■ Page text
******

Abstract 1417: Contribution of Angiotensin II in the Increased Reactive Oxygen Species in Rostral Ventrolateral Medulla and Enhanced Central Sympathetic Outflow in Stroke-Prone Spontaneously Hypertensive Rats
Background: We demonstrated that reactive oxygen species (ROS) are increased in the rostral ventrolateral medulla (RVLM) in the brainstem, where the vasomotor center is located, in stroke-prone spontaneously hypertensive rats (SHRSP). The brain renin- angiotensin system plays an important role in the neural mechanism of hypertension. It is suggested that angiotensin II (Ang II) increases ROS production via the NADPH oxidase pathway, which is regulated by the small GTP-binding protein Rac1. The aim of the present study was to evaluate whether brain Ang II contributes to increase the ROS in the RVLM and to enhance central sympathetic outflow in SHRSP.
Methods: SHRSP were treated orally with telmisartan (10 mg/kg per day) for 30 days. In other SHRSP, we transfected adenovirus vectors encoding dominant-negative Rac1 (AdN17Rac1) into the RVLM to inhibit the NADPH oxidase/Rac1 pathway. Blood pressure and heart rate were measured. Urinary norepinephrine excretion was measured as a marker of sympathetic nerve activity. We measured ROS using the salicylate trapping technique to quantify 2,3-dihydrobenzoic acid by in vivo microdialysis. Levels of ROS in the RVLM of SHRSP were measured and compared with those of WKY. The changes of ROS levels in the RVLM were evaluated after treatment with telmisartan or transfection of AdN17Rac1. Furthermore, the effects of infusion of Ang II into the RVLM on blood pressure and ROS production were observed before and after treatment.

******

■ Collected data

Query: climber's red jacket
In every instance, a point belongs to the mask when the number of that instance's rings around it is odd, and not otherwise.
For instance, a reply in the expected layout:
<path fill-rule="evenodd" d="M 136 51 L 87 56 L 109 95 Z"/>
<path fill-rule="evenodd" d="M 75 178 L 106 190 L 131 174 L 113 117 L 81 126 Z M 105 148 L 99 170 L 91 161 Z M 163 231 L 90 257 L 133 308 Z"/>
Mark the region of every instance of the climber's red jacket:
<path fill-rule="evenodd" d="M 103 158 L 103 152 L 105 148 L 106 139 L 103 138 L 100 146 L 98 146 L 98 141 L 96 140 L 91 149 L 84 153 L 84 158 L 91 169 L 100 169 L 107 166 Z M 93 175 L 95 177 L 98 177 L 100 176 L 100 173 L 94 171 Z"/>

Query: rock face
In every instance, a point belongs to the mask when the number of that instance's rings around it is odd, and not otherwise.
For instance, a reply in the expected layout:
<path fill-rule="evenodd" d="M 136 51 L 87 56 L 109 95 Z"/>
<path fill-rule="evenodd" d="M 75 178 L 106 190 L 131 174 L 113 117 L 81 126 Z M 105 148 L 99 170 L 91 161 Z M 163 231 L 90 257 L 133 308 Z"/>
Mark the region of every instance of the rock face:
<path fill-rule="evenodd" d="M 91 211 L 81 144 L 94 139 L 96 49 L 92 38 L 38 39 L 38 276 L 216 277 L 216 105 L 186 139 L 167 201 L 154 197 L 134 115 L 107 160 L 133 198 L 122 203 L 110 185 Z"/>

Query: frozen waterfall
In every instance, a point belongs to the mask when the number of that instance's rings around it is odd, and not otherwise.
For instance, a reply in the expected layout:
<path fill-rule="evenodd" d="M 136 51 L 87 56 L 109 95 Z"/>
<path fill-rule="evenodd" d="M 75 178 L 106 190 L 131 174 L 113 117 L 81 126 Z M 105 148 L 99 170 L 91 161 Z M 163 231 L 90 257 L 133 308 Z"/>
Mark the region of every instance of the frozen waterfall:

******

■ Explore the material
**A)** Answer the following from the abstract on angiotensin II in stroke-prone rats:
(i) According to the background, in which region of the brainstem is the vasomotor center located?
(ii) At what dose and for how long were the rats treated with telmisartan?
(iii) What was measured as a marker of sympathetic nerve activity?
**B)** Extend the abstract on angiotensin II in stroke-prone rats, beginning after its final sentence.

■ Answers to each task
**A)**
(i) The rostral ventrolateral medulla (RVLM).
(ii) 10 mg/kg per day, orally, for 30 days.
(iii) Urinary norepinephrine excretion.

**B)**
Results: Both treatment with telmisartan and transfection of AdN17Rac1 in RVLM decreased blood pressure, heart rate, and urinary norepinephrine excretion in SHRSP. ROS levels in the RVLM measured by in vivo microdialysis were greater in SHRSP than in WKY. ROS levels were decreased by treatment with telmisartan or transfection of AdN17Rac1 in SHRSP. Blood pressure and ROS production were increased during infusion of Ang II into the RVLM, and the increases in these variables were greater in SHRSP than in WKY. These effects were attenuated by both treatment with telmisartan and transfection of AdN17Rac1 in SHRSP.
Conclusions: These results suggest that brain Ang II contributes to increase the ROS in the RVLM of SHRSP and might also contribute to the activation of the central sympathetic outflow and hypertension.